Seperti diutarakan di atas, nyanyian adalah respons terhadap Allah, karena Ia telah hadir, Ia menguduskan kita, Ia telah menerima doa-doa kita. Alangkah indahnya, jika kita menyanyikan pujian itu dengan segenap hati. Untuk itu kita seyogianya telah tahu lebih dahulu lirik dari nyanyian itu, karena kita telah membaca lebih dahulu, karena kita tidak terlambat datang, sehingga kita dapat mempersiapkan diri dengan baik.
.
4.Hukum Tuhan
.
Sementara kita menyatakan isi hati melalui nyanyian, liturgis akan menyatakan isi hati Allah. Ia berkata: ”Dengarlah hukum Tuhan…” Allah itu adalah Allah yang kudus, di dalam kasih-Nya Ia menerima orang beriman. Namun kita harus mengenal diri kita. Hukum Tuhan di dalam pemahaman Gereja kita adalah ibarat cermin. Hukum Tuhan adalah kehendak Allah, jalan yang harus ditempuh oleh umat-Nya. Pada saat kita mendengar hukum Tuhan dibacakan, maka seyogianyalah kita menemukan diri kita di dalam perspektif kehendak Allah. Tentulah sebagai respons terhadap hal itu kita berdoa untuk memohon kekuatan untuk melakukan kehendak Tuhan tersebut.
.
5. Jemaat Menyanyi
.
Kita memberi respons kepada hukum Tuhan itu dengan nyanyian. Tentulah kita akan menyanyi dengan segenap hati.
.
6. Pengakuan Dosa
.
Pada saat kita mendengarkan hukum Tuhan dan kita menjadikannya sebagai cermin, maka tentulah kita akan menemukan diri kita di dalam kesalahan. Karena itu kita berdiri di hadapan Allah untuk mengaku dosa-dosa kita. Hanya mereka yang tidak menyadari dosa-dosanya yang tidak mau berdiri di hadapan Allah Yang Maha Kudus, untuk mengaku dosa-dosanya. Liturgis dari sisi insani membawakan pengakuan dosa itu ke hadapan Allah. Dari keberadaan seperti itu kita tahu bahwa liturgis itu bukan membacakan kalimat-kalimat di dalam agenda, melainkan melakonkan acara itu di hadapan Allah. Oleh karena itu pula intonasi dari suara sintua tatkala mengucapkan doa itu berbeda dengan intonasi dari ucapan berita pengampunan dosa. Dimana pada sisi ini, ia berada di sisi ilahi tatkala ia mengucapka pengampunan dosa.
.

[INSTRUKSI YANG DIBERIKAN A]
Jawablah ketiga pertanyaan berikut berdasarkan kutipan tentang tata ibadah di atas.
(i) Dalam pemahaman Gereja, hukum Tuhan diibaratkan sebagai apa?
(ii) Dengan apa jemaat memberi respons kepada hukum Tuhan?
(iii) Siapa yang tidak mau berdiri di hadapan Allah untuk mengaku dosa-dosanya?

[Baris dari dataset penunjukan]
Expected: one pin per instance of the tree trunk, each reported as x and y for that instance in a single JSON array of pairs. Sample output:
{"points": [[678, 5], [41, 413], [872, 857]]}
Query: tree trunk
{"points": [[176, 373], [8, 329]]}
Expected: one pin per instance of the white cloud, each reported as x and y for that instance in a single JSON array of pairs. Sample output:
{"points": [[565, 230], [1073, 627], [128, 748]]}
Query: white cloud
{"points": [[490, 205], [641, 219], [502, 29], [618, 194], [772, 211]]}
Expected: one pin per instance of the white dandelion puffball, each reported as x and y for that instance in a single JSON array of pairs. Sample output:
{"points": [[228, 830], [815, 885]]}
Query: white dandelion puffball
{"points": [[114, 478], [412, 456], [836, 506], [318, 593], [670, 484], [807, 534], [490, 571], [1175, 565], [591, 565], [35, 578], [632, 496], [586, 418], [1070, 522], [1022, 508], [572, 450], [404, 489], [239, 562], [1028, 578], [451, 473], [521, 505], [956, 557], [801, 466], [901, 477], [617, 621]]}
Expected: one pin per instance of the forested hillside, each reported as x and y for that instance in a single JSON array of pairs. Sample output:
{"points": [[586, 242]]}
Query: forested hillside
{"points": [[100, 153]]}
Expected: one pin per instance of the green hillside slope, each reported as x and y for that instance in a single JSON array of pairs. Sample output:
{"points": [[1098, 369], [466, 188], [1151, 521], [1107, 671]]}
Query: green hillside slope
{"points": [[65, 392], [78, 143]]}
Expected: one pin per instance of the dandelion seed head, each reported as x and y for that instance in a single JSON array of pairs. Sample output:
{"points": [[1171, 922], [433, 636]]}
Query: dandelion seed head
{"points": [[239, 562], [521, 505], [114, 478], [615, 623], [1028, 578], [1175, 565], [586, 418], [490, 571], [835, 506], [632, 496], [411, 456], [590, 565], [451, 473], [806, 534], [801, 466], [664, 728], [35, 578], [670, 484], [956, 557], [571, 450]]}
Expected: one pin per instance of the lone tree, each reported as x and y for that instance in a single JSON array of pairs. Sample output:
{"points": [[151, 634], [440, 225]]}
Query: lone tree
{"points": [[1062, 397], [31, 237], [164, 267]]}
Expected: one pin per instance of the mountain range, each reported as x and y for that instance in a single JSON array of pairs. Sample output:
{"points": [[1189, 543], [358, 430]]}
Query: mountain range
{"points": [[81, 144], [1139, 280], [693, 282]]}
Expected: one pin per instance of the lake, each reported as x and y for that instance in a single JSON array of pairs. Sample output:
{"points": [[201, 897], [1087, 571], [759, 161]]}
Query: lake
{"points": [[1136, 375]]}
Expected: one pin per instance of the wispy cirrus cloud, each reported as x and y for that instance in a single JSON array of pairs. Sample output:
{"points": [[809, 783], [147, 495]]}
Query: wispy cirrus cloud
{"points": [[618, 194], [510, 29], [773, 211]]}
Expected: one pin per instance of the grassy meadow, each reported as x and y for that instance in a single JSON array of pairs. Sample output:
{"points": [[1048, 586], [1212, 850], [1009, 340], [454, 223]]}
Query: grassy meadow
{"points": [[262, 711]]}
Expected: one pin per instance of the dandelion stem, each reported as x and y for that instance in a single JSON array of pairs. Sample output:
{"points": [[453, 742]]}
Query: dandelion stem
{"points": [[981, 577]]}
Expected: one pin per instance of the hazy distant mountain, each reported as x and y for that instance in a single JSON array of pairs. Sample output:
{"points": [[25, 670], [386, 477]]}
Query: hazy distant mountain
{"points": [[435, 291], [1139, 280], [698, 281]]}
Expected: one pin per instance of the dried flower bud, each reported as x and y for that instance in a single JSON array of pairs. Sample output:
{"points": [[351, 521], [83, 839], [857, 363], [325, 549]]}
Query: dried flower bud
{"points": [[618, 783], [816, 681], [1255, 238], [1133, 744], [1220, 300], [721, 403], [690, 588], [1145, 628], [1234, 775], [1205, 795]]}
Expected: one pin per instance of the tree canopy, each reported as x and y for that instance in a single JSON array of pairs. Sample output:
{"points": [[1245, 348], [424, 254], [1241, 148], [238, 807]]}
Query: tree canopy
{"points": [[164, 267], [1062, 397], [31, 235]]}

==

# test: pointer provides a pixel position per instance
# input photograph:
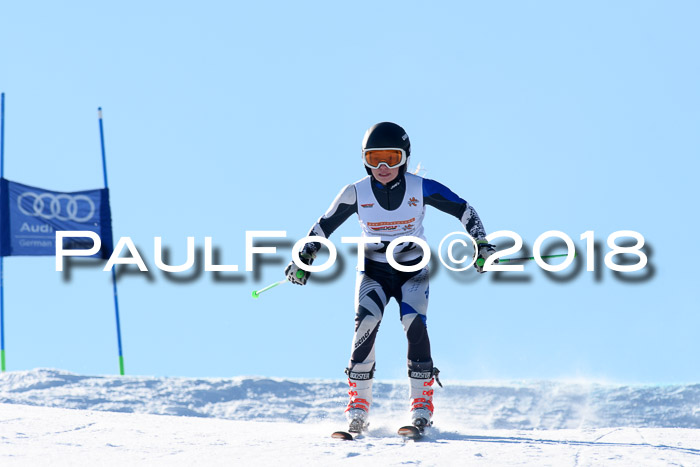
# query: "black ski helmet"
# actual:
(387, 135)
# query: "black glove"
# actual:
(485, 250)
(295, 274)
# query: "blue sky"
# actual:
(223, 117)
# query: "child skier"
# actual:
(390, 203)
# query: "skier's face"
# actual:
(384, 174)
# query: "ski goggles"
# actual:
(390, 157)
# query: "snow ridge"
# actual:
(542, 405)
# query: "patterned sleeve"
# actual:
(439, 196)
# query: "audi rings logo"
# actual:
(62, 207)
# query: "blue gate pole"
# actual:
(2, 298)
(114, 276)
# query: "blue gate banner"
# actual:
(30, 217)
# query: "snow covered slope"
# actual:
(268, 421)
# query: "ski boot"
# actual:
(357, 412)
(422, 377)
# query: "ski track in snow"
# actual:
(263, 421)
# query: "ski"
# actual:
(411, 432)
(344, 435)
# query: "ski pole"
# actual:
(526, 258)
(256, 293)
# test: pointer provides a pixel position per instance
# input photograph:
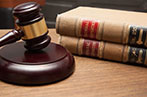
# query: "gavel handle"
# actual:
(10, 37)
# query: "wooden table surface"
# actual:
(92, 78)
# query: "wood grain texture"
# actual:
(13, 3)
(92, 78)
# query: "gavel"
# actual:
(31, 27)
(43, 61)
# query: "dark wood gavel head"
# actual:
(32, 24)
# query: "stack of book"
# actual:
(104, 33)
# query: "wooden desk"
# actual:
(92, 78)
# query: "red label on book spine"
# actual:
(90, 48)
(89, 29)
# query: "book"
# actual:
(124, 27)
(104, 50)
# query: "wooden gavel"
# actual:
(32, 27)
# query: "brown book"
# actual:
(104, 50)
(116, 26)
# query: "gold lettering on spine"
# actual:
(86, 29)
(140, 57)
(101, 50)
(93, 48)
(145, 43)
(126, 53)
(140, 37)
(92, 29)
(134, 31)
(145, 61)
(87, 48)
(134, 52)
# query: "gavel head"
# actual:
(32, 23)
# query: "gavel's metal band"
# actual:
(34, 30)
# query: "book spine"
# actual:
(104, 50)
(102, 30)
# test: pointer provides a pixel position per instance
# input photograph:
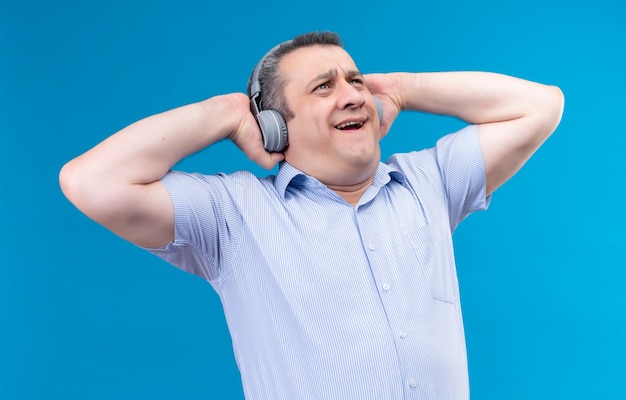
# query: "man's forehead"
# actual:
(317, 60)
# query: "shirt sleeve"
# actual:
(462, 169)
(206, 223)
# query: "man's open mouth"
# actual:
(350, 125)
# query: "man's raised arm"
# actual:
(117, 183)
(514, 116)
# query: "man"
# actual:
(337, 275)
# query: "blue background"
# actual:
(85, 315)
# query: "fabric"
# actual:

[INSTRUKSI YANG DIBERIKAN B] Laporkan setiap baris dalam daftar di atas yang memuat kata "cloud".

[JAWABAN LENGKAP A]
(i) Hukum Tuhan diibaratkan sebagai cermin.
(ii) Jemaat memberi respons dengan nyanyian.
(iii) Mereka yang tidak menyadari dosa-dosanya.

[JAWABAN LENGKAP B]
Expected: one pin per instance of the white cloud, each reported as x and y for that instance in a single JSON array of pairs. Sample output:
Query: white cloud
Expected: one pin per instance of the wispy cirrus cloud, each reported as x and y for that instance in a single JSON array of pairs. Sample output:
Query: wispy cirrus cloud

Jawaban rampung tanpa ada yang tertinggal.